Dataset:

▬▬▬▬▬▬▬▬▬▬

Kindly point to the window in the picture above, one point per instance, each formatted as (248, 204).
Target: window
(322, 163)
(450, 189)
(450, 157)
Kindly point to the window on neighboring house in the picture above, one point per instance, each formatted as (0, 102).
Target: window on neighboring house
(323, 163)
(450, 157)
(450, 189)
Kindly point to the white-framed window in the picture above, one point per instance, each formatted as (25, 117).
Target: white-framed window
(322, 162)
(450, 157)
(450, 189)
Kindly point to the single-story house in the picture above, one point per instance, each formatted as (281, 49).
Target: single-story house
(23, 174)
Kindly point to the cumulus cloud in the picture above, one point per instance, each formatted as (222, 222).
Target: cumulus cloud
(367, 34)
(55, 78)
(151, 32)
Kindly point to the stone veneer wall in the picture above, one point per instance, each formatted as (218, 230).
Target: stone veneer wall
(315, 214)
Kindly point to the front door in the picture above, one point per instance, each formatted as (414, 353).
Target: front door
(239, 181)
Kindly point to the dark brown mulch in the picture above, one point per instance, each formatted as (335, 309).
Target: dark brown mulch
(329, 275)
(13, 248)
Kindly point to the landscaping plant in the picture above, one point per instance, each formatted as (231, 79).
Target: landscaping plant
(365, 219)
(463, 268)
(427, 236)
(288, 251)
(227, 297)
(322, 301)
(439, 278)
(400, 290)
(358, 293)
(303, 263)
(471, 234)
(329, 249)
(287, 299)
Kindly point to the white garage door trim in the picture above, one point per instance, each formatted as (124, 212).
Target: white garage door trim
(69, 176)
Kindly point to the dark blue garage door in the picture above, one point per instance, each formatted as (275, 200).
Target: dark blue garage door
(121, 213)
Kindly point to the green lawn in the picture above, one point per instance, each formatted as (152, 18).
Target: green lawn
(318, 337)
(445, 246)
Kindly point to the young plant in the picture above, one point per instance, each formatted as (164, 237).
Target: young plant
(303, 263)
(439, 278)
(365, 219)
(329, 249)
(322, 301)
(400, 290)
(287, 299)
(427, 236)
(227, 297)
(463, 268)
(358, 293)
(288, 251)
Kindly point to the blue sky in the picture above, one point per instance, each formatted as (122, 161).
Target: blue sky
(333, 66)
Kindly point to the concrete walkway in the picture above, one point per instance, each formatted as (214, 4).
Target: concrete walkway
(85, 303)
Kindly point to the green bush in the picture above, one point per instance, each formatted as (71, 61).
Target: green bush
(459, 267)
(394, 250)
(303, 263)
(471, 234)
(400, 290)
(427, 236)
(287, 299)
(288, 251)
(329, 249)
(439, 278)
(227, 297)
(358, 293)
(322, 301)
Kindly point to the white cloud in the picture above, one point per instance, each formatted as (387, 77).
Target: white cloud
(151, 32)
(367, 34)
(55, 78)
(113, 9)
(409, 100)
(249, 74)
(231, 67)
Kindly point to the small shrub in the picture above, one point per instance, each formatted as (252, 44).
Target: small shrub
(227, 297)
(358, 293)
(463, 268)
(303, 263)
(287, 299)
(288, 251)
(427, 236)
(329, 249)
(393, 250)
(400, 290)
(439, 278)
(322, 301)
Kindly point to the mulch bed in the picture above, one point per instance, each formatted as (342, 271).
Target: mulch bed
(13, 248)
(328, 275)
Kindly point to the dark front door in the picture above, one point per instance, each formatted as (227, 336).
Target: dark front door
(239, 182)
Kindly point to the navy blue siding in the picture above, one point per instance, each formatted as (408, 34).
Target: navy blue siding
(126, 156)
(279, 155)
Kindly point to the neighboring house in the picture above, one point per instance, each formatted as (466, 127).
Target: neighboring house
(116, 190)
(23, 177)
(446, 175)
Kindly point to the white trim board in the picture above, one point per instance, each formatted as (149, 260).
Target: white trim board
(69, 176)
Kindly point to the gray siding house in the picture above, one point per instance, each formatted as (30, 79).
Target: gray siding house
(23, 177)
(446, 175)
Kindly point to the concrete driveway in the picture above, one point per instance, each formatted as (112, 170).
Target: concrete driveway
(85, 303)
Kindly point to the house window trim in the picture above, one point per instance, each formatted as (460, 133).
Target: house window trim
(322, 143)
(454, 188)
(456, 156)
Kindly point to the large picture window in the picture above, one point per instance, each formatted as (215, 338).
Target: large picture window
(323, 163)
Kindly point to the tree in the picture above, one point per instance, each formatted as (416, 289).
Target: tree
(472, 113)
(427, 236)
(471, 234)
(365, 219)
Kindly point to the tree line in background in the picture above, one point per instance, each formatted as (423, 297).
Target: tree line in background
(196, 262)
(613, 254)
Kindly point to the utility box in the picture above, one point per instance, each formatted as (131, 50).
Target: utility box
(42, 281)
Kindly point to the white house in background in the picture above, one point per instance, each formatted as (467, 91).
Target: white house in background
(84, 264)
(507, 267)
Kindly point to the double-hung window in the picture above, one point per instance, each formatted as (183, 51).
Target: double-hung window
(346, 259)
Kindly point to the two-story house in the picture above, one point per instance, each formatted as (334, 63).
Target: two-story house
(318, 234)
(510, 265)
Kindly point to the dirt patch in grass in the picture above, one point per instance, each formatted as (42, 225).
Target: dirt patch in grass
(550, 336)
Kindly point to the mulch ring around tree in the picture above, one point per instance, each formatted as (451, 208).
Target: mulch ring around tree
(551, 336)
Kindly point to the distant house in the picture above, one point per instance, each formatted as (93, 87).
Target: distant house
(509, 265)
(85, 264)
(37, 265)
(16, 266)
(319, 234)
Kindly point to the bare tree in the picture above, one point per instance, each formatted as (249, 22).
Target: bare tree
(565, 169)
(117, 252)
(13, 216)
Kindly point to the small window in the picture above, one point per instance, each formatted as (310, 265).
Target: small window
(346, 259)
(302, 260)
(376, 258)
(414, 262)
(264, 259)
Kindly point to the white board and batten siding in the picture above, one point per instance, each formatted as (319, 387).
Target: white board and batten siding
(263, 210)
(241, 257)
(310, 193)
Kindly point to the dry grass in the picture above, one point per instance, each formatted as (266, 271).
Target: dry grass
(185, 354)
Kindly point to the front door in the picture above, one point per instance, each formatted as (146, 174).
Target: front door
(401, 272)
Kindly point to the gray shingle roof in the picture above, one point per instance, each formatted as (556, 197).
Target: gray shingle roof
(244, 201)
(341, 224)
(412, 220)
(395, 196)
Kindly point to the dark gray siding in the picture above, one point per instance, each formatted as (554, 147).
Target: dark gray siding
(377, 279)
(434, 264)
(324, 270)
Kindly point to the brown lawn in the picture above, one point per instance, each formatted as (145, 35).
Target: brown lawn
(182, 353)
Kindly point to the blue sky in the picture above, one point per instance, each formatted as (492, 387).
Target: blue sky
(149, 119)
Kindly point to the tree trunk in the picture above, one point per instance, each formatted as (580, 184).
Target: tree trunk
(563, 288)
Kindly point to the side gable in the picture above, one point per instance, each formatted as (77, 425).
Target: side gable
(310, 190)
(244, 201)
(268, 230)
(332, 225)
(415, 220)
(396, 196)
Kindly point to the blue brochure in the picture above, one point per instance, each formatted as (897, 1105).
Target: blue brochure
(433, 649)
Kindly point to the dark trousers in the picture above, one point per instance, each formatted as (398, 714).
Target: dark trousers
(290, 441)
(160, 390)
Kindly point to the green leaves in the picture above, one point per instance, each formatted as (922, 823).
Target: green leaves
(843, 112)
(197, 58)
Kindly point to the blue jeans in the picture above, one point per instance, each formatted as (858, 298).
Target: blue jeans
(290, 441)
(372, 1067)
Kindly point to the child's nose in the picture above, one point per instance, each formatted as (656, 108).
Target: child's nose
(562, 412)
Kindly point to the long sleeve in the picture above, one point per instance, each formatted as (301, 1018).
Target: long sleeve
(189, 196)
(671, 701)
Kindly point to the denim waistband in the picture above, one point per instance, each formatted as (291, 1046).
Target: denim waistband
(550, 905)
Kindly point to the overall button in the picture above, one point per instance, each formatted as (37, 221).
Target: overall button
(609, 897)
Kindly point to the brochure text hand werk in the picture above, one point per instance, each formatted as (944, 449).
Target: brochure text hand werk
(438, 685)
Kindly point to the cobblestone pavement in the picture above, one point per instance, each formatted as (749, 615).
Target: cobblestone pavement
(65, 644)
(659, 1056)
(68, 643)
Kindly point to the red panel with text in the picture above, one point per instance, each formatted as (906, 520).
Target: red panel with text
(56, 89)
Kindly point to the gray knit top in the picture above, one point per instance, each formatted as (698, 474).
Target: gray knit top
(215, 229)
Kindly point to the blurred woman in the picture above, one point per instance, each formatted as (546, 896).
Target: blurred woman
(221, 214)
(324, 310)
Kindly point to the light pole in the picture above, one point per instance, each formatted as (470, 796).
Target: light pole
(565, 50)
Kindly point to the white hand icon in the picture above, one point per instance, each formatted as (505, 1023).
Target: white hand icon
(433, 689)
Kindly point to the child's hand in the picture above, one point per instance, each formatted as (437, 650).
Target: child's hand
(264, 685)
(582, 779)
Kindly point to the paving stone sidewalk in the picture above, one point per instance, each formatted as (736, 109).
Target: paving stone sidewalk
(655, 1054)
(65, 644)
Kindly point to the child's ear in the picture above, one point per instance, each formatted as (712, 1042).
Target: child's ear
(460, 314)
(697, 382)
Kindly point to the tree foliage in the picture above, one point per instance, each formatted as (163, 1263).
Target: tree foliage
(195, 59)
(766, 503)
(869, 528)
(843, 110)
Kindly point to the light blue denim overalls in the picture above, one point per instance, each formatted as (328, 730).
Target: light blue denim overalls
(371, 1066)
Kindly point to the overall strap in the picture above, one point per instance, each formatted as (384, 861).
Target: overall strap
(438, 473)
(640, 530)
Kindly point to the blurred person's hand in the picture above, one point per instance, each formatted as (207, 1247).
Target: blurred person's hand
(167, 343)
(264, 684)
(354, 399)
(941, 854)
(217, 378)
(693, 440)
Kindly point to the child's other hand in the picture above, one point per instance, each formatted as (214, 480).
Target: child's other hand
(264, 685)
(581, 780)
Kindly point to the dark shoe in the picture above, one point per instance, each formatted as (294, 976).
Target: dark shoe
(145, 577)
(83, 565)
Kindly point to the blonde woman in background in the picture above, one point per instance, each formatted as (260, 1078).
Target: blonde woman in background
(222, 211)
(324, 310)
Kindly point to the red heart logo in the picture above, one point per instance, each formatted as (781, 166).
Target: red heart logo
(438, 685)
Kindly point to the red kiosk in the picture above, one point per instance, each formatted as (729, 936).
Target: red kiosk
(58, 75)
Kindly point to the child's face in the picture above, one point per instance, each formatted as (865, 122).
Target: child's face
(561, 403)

▬▬▬▬▬▬▬▬▬▬

About this exercise: What is needed is an exact printout of every line from the one with "Kindly point to the child's face" through the end of the data, including both, and nothing more.

Problem solution:
Kindly point to the child's face in the picture above, one point per instance, each formatted as (865, 122).
Target: child's face
(561, 403)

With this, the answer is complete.